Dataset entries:
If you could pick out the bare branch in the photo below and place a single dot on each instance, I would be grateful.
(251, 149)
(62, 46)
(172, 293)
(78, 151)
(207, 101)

**EXERCISE**
All the entries above need to be reproduced exactly.

**ANSWER TO THE PROBLEM**
If you could pick out the bare branch in the photo below and place a single dot on each instance, I would be grateful.
(251, 149)
(62, 46)
(172, 293)
(78, 151)
(207, 101)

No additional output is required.